Task instructions
Everything from the line containing "the woman, each" through the last line of the data below is to be retyped exactly, apart from the pictures.

Entries shown
:::::

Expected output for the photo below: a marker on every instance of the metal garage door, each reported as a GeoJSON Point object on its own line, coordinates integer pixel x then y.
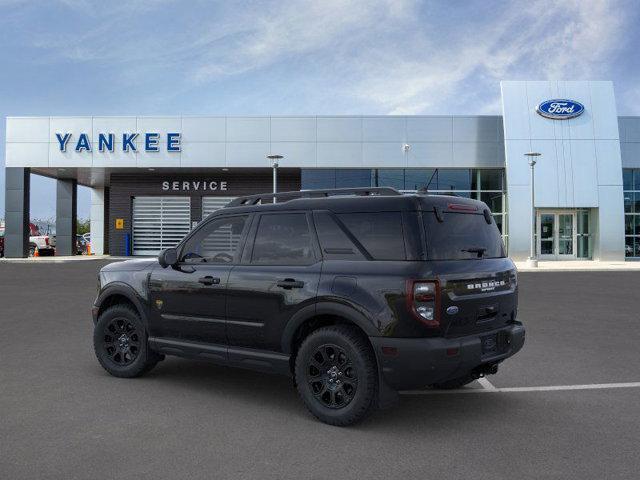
{"type": "Point", "coordinates": [211, 204]}
{"type": "Point", "coordinates": [159, 222]}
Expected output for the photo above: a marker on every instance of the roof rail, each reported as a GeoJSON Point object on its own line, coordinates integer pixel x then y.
{"type": "Point", "coordinates": [286, 196]}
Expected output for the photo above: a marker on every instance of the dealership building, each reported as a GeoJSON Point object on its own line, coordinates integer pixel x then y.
{"type": "Point", "coordinates": [152, 179]}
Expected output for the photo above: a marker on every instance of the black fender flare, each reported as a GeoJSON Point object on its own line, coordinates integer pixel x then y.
{"type": "Point", "coordinates": [124, 290]}
{"type": "Point", "coordinates": [325, 308]}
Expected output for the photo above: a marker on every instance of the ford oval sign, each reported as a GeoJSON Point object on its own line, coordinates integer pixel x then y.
{"type": "Point", "coordinates": [560, 109]}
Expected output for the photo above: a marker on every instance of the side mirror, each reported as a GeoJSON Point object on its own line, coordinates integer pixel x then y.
{"type": "Point", "coordinates": [168, 257]}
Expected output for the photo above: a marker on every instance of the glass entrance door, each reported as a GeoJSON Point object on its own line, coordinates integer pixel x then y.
{"type": "Point", "coordinates": [557, 238]}
{"type": "Point", "coordinates": [546, 227]}
{"type": "Point", "coordinates": [566, 222]}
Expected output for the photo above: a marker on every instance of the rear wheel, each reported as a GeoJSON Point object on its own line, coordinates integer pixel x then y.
{"type": "Point", "coordinates": [335, 374]}
{"type": "Point", "coordinates": [120, 343]}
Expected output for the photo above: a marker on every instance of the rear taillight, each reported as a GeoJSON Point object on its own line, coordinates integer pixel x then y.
{"type": "Point", "coordinates": [423, 299]}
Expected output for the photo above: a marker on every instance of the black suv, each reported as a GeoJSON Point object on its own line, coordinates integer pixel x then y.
{"type": "Point", "coordinates": [355, 293]}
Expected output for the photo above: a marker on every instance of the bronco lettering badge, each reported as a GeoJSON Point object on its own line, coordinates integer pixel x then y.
{"type": "Point", "coordinates": [487, 286]}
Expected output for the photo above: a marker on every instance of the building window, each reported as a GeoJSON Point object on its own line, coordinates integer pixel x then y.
{"type": "Point", "coordinates": [631, 182]}
{"type": "Point", "coordinates": [486, 184]}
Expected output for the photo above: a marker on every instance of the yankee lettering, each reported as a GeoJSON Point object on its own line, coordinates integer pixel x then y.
{"type": "Point", "coordinates": [195, 186]}
{"type": "Point", "coordinates": [149, 141]}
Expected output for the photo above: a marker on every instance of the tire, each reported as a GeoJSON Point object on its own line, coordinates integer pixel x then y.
{"type": "Point", "coordinates": [336, 375]}
{"type": "Point", "coordinates": [120, 343]}
{"type": "Point", "coordinates": [454, 383]}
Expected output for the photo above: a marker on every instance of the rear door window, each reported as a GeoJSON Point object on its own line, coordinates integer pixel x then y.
{"type": "Point", "coordinates": [334, 241]}
{"type": "Point", "coordinates": [461, 236]}
{"type": "Point", "coordinates": [283, 239]}
{"type": "Point", "coordinates": [379, 233]}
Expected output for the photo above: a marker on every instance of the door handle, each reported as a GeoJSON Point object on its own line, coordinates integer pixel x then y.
{"type": "Point", "coordinates": [289, 283]}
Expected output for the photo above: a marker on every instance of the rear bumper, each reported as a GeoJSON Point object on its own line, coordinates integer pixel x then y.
{"type": "Point", "coordinates": [407, 363]}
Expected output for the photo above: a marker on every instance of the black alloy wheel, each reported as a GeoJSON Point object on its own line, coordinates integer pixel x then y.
{"type": "Point", "coordinates": [336, 374]}
{"type": "Point", "coordinates": [332, 376]}
{"type": "Point", "coordinates": [121, 341]}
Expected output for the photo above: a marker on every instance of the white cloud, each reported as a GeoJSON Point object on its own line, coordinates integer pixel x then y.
{"type": "Point", "coordinates": [392, 56]}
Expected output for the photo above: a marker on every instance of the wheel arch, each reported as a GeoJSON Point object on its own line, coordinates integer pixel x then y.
{"type": "Point", "coordinates": [120, 294]}
{"type": "Point", "coordinates": [322, 314]}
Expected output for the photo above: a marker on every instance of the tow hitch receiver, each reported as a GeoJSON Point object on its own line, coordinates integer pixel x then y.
{"type": "Point", "coordinates": [483, 370]}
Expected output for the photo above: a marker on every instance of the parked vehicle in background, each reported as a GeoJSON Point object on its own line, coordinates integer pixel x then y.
{"type": "Point", "coordinates": [355, 293]}
{"type": "Point", "coordinates": [44, 243]}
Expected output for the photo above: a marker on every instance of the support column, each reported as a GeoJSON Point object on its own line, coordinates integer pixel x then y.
{"type": "Point", "coordinates": [66, 217]}
{"type": "Point", "coordinates": [17, 190]}
{"type": "Point", "coordinates": [97, 221]}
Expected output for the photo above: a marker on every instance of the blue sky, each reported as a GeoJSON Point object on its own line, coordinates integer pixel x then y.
{"type": "Point", "coordinates": [79, 57]}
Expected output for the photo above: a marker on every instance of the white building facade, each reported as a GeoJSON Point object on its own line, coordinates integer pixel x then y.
{"type": "Point", "coordinates": [154, 178]}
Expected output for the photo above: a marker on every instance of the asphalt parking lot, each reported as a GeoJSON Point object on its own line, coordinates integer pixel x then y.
{"type": "Point", "coordinates": [62, 416]}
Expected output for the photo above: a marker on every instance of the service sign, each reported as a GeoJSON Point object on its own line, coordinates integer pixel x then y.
{"type": "Point", "coordinates": [560, 109]}
{"type": "Point", "coordinates": [106, 142]}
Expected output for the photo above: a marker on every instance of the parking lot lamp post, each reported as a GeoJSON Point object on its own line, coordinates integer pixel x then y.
{"type": "Point", "coordinates": [532, 261]}
{"type": "Point", "coordinates": [274, 163]}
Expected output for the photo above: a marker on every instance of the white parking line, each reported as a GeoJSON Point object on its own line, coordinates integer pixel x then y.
{"type": "Point", "coordinates": [486, 384]}
{"type": "Point", "coordinates": [487, 387]}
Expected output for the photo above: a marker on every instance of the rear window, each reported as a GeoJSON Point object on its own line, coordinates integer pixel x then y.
{"type": "Point", "coordinates": [461, 236]}
{"type": "Point", "coordinates": [379, 233]}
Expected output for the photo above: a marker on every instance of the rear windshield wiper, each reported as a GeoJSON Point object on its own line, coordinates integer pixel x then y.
{"type": "Point", "coordinates": [479, 250]}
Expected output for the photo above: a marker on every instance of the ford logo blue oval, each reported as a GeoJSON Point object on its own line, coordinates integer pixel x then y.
{"type": "Point", "coordinates": [560, 109]}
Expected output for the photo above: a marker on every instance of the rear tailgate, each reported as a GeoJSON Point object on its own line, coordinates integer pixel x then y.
{"type": "Point", "coordinates": [476, 295]}
{"type": "Point", "coordinates": [478, 284]}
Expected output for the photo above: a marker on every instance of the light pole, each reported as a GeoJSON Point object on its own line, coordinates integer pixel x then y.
{"type": "Point", "coordinates": [274, 163]}
{"type": "Point", "coordinates": [532, 261]}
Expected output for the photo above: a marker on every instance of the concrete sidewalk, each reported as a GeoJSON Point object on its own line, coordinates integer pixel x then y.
{"type": "Point", "coordinates": [543, 266]}
{"type": "Point", "coordinates": [63, 259]}
{"type": "Point", "coordinates": [579, 266]}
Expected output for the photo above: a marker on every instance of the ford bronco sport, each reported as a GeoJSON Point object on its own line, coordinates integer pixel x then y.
{"type": "Point", "coordinates": [355, 293]}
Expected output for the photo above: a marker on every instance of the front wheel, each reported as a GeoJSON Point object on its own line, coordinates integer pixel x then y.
{"type": "Point", "coordinates": [120, 343]}
{"type": "Point", "coordinates": [336, 376]}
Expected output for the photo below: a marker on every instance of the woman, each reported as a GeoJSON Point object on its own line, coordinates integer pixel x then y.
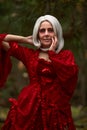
{"type": "Point", "coordinates": [44, 103]}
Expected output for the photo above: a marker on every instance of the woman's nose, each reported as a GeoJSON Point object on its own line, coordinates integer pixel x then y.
{"type": "Point", "coordinates": [46, 32]}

:::::

Response to this task
Expected output for the photo below: a marker on every instance of the woman, each reported as a GeoJSON Point object on its own line, coordinates integer pixel x then y.
{"type": "Point", "coordinates": [44, 103]}
Expected output for the photo above: a marker on every instance of the woman's nose, each reported as a GeoJSON Point object on its own line, coordinates integer pixel x then y.
{"type": "Point", "coordinates": [46, 32]}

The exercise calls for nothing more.